** start Text passage **

Yeah, that that's true. Because really, if if a theater person hears somebody else singing a song from Hades Town, you know they're gonna be like, Oh, is that Hades Town? And they're gonna wander off the trail, that's right, and then they're going to not live anymore.

SPEAKER_02

That's true. It's like the theater kid cryptids.

SPEAKER_06

I bet a lot of people. Would love that to get rid of the theater kids. Both. Either you're a theater kid and you're like, my people, or it's somebody who like, ah yes, we can finally get rid of the theater kids. I was a theater kid, so you know, I can I can make those jokes.

SPEAKER_02

Okay. Um so going back to that, I don't I don't like the you can't sing or you can't whistle in the forest, because I sing and whistle in the forest, and nothing has ever happened to me. But I would say I don't respond to other things singing and whistling.

SPEAKER_06

So I think that's a fair, uh, fair interpretation. Um in terms of practicality, right? Um, when it comes to whistling, you you're right when it comes to, and and actually that's that's a note that I forgot to put into my own personal notes. Okay. Uh so good good good catch there. Um there are specific circumstances, especially so Appalachian Mountains. Right. Uh, various different areas of the Appalachian Mountains, way back when, you know, specifically during the Prohibition era. Right. Um, they there were a lot of moonshiners who unsavory characters. Unsavory characters who were doing unsavory things. Uh, here's a fun fact as well. That's I believe also where NASCAR came from. Uh, because moonshiners would be, you know, driving away from the police. And once Prohibition ended, they're like, man, is there a way that I can profit off of this? Sure enough, there was.

SPEAKER_02

Or that was fun driving that car so fast.

SPEAKER_06

That's also true. Yes. Uh, that's also why it's heavily associated with the South, uh, because it it originated there. But um, but yeah, it I think practically, in terms of being smart and safe in the woods, especially during that time, or just yeah, I'm sure even now there might be some some caves that are being used for unsavory things still. Right. Uh, you know, cartel work and things like that. I don't know if that's true, but it wouldn't surprise me.

SPEAKER_02

I had heard that, uh, I had heard that from some people down like in North Carolina. Okay. That that was that was a problem with some of the, and maybe not the main Appalachian Trail, but some of the other trails to some some of those national forests that because they're so thick and so dense, exactly, that um they are used as a a highway for illegal substance substances. Yes. Sorry, no, no, sorry to say they're good.

** end Text passage **
** start Data records **

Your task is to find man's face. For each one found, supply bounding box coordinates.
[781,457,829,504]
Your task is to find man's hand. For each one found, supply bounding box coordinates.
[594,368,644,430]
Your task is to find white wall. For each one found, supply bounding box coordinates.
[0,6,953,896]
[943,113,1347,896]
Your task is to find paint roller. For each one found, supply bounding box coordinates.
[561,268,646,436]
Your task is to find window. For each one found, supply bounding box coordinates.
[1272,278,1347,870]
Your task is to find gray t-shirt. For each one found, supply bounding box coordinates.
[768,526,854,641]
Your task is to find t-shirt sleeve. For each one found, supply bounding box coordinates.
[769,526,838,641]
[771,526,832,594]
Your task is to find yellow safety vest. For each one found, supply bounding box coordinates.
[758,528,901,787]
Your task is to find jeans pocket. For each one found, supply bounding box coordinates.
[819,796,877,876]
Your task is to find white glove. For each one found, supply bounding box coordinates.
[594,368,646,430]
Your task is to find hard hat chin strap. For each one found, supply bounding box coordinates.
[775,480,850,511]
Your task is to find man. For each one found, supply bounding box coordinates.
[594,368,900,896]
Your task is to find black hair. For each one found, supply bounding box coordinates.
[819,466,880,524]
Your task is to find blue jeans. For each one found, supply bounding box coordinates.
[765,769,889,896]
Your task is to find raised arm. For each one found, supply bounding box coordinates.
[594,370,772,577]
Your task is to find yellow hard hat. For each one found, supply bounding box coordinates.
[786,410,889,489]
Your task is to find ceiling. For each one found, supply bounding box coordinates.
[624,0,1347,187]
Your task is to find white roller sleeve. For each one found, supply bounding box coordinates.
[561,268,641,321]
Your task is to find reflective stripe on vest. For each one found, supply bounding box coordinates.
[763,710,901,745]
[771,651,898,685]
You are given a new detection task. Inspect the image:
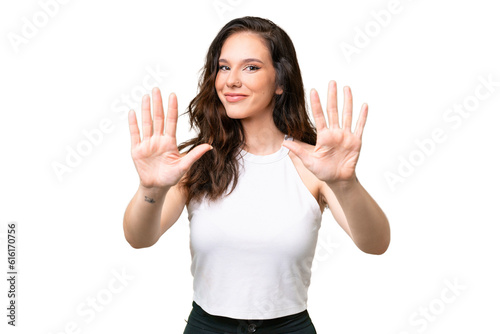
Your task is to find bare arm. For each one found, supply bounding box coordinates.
[123,185,170,248]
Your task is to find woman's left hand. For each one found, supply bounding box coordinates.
[283,80,368,184]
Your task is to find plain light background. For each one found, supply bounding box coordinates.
[0,0,500,334]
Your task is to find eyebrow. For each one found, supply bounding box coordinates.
[219,58,264,64]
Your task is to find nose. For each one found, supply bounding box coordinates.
[226,71,241,87]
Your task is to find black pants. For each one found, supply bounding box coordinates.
[183,301,317,334]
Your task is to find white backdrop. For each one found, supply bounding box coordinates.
[0,0,500,334]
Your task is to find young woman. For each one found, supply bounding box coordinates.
[123,17,390,334]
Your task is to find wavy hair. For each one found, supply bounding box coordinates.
[178,16,317,205]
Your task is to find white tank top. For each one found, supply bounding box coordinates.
[187,136,322,319]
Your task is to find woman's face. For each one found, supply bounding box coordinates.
[215,32,283,119]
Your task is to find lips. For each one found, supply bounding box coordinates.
[224,93,248,102]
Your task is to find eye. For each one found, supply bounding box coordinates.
[246,65,260,71]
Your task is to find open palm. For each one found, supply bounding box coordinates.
[129,87,211,188]
[283,80,368,183]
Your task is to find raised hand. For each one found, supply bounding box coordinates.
[128,87,212,188]
[283,80,368,184]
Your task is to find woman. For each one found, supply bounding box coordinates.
[123,17,390,334]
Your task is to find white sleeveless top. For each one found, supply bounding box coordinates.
[187,136,322,319]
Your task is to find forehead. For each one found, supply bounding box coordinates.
[219,32,271,61]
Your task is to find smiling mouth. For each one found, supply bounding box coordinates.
[225,95,248,102]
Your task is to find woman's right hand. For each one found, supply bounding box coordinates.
[128,87,212,189]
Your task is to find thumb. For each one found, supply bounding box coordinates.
[281,140,309,167]
[180,144,213,170]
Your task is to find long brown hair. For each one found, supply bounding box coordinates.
[178,16,316,205]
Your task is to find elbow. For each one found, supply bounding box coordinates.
[123,227,158,249]
[357,233,391,255]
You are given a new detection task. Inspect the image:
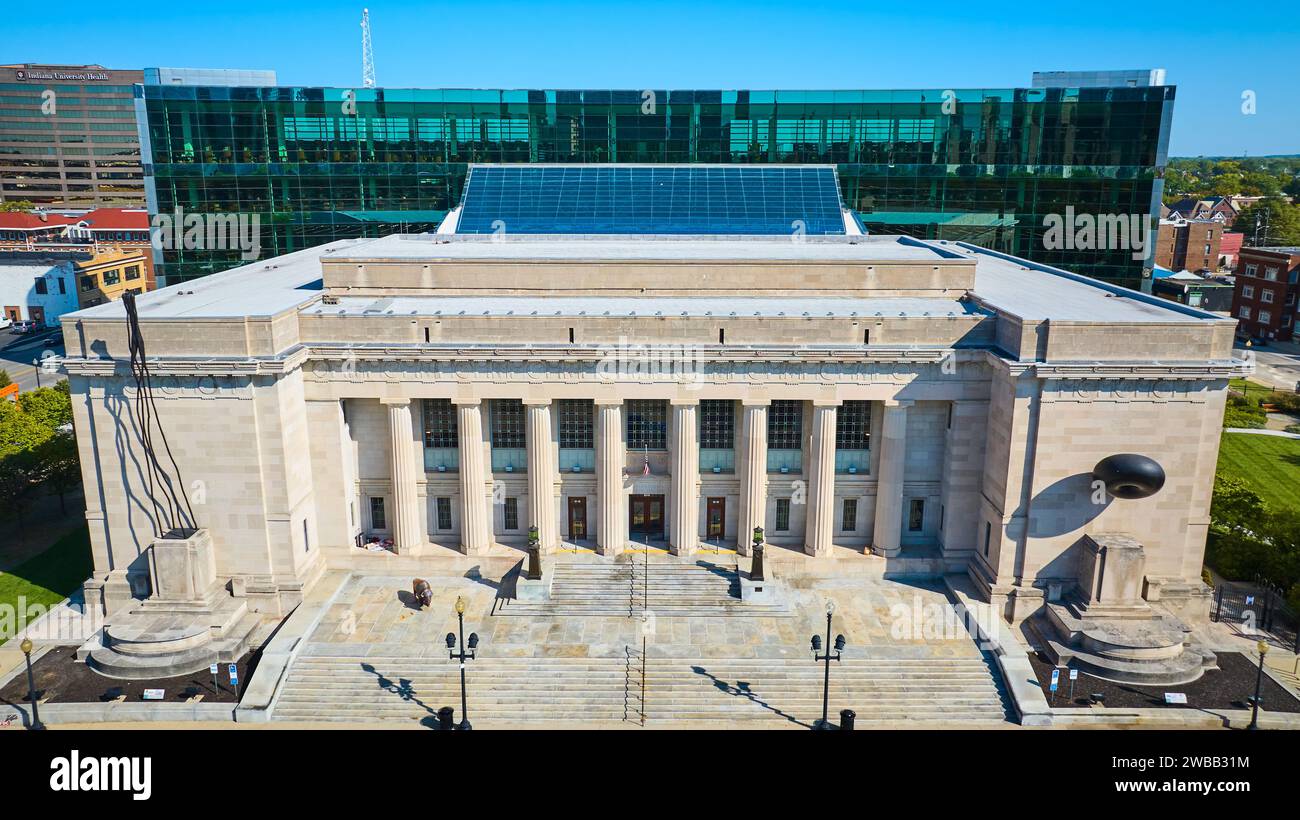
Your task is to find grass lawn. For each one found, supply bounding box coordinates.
[1218,433,1300,512]
[0,525,92,643]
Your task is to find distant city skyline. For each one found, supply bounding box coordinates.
[10,0,1300,156]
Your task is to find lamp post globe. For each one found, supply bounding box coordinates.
[1247,641,1269,729]
[18,635,46,729]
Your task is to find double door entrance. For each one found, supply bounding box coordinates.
[628,495,664,543]
[628,495,727,542]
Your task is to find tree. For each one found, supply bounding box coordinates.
[1232,196,1300,246]
[35,431,82,515]
[1210,473,1265,532]
[0,402,53,538]
[18,382,73,433]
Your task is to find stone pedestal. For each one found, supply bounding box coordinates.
[148,529,221,604]
[803,404,837,557]
[454,399,491,555]
[668,400,699,555]
[382,399,426,554]
[595,402,628,555]
[736,402,767,555]
[871,400,911,557]
[1030,533,1217,685]
[524,399,559,552]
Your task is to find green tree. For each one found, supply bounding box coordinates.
[1232,196,1300,246]
[35,431,82,515]
[1210,473,1265,532]
[18,382,73,431]
[0,402,53,537]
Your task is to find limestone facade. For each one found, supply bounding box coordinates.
[65,238,1242,617]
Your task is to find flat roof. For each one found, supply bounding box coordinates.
[303,296,991,318]
[326,234,959,264]
[64,234,1225,324]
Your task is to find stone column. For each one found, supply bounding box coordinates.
[452,399,491,555]
[524,399,559,552]
[871,399,911,557]
[736,399,768,555]
[803,403,837,557]
[670,399,699,555]
[595,399,628,555]
[381,399,426,552]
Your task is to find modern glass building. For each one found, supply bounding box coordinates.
[137,83,1174,286]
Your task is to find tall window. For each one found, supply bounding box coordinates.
[491,399,527,448]
[628,399,668,450]
[767,400,803,450]
[699,399,736,450]
[559,399,595,450]
[840,498,858,533]
[907,498,926,533]
[424,399,460,447]
[835,402,871,450]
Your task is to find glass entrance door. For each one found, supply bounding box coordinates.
[705,498,727,542]
[628,495,663,542]
[569,495,586,541]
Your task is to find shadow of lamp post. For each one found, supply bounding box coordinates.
[813,598,845,729]
[524,526,542,581]
[18,638,46,729]
[447,596,478,732]
[1247,641,1269,729]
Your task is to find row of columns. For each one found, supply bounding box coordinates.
[382,399,911,556]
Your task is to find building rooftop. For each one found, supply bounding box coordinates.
[74,234,1222,324]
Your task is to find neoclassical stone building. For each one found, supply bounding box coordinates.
[65,220,1240,631]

** end Data records **

→ Exercise:
Pick up the conversation about whistling and moonshiners in the Appalachian woods, and carry it on from its last sentence. The lines play no part here.

→ Response to this exercise:
SPEAKER_06

But I guess with whistling and singing, I'm gonna focus more on whistling than singing. Okay. Because I think whistling, because they're both very similar, but I think whistling has a high register, which means it's gonna travel further. It's gonna travel a little bit further. Um, that's a great way to indicate to everyone somewhat an approximation of where you are. I mean, right, you know, you're you're you're telling everyone, hey, how's it going, everyone? Like I'm out here. And and so I guess it, you know, if if there are human unsavory elements, that could be dangerous. And so that could be a root. I I'm not gonna say that's a that's definitely a firm reason because I haven't seen anything about that specifically. Uh, but it logically speaking, it makes sense that that could be a potential reason why. But um it's interesting though, when it comes to the Appalachian Trail specifically, or other more broadly used trails, on the practical side of things, the opposite is usually the suggestion. Um, the Appalachian Trail Conservative uh Conservancy specifically advises hikers to let bears know that they are where they are by making noise, including whistling, talking, or clicking hiking pulls together. Just make a lot of human noises, and one common human noise is a whistle. Yeah. And so you, you know, as you're on these trails, you want these various different wildlife to be.

SPEAKER_02

You don't want to startle exactly a predator.

SPEAKER_06

You don't want to walk up on a on a mama black bear and and her baby, or else, you know, that's game over.

SPEAKER_02

Yeah.

SPEAKER_06

Um, so yeah, so so practical advice kind of contradicts the rule, but is there a good folklore reason behind it?

SPEAKER_02

Uh, I have a feeling you're gonna tell us about that.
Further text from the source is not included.